- [Task objective]:
Set down each line exactly, beginning with the one that contains "Target: sandstone palace facade" and continuing through the last line of the listing, and nothing else.

- [Records]:
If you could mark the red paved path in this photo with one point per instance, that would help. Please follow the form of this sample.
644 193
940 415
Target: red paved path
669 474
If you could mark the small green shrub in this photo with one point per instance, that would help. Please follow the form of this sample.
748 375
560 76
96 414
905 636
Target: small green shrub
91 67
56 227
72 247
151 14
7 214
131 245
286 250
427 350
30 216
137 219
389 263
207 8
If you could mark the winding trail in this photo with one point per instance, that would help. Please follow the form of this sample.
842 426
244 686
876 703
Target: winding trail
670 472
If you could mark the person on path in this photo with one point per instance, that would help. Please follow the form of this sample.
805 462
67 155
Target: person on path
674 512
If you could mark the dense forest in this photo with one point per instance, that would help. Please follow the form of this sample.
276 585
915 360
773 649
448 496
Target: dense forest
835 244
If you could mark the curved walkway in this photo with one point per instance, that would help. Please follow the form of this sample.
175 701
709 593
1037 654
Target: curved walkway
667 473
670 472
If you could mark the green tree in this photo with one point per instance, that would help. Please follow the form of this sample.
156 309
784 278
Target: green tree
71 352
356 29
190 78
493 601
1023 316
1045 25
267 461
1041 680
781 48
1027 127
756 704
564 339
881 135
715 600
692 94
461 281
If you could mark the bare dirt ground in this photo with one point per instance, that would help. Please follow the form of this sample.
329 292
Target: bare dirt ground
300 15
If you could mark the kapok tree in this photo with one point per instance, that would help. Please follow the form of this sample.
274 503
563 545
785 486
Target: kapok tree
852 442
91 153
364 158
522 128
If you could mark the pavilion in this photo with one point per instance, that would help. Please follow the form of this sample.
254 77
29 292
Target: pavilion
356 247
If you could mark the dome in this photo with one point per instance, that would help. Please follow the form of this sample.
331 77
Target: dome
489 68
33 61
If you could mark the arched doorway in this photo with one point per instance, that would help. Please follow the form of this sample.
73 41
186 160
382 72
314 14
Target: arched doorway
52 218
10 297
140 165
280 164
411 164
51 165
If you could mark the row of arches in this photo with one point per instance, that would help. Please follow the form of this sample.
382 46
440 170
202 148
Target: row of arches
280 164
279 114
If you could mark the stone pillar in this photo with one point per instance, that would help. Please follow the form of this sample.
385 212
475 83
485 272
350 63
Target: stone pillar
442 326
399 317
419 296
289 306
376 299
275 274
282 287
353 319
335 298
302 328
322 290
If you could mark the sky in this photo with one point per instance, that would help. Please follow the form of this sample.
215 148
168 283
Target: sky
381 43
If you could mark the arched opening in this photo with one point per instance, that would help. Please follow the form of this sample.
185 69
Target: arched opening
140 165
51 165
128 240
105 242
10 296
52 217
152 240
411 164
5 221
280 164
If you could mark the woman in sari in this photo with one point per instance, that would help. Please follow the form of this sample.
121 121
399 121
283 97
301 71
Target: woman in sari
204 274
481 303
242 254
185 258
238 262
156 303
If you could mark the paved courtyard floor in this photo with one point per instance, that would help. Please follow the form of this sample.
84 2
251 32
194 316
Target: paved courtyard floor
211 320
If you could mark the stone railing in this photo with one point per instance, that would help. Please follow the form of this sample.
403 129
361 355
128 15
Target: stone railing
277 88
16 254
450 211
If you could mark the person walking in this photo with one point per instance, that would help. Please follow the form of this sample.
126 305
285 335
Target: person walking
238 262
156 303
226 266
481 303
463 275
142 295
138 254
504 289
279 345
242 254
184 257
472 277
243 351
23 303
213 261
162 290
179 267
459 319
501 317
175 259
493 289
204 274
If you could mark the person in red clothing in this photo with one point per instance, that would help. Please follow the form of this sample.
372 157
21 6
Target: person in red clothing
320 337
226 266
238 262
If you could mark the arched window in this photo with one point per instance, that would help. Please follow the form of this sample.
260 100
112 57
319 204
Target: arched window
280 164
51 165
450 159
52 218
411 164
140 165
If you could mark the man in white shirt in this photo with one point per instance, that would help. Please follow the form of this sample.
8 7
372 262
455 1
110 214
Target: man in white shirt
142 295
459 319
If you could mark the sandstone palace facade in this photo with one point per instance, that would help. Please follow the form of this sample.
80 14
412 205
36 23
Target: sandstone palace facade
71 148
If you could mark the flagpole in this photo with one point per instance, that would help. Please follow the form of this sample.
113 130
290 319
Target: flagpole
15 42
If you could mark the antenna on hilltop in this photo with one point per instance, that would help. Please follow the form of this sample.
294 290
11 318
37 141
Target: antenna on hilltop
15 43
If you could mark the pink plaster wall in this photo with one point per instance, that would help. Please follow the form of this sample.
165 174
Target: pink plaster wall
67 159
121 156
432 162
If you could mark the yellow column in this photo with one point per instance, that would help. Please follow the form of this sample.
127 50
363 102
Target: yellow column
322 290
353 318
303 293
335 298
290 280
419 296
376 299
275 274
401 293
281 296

- [Answer to the exercise]:
Target: sandstone palace facade
71 148
If you could mark the flagpole in this photo with one point per instance, that would help. Please follow the form of this sample.
113 130
290 319
Target: flagpole
15 42
If you could mark the antenna on hilltop in this photo with one point per instance, that would help. Please follow the form of this sample.
294 290
11 318
37 141
Target: antenna on hilltop
15 43
If you could mark the pink plaster wall in this photo with one point per instance, that would help. Please follow the form of this sample.
165 174
Target: pink plaster wall
67 159
121 156
432 162
If you could mark the yellow column in this photo with one point per instance, that would help. Please follow the form of this sample.
127 50
363 102
Target: yellow column
322 290
353 318
303 293
335 298
290 280
419 296
376 299
275 274
401 293
281 296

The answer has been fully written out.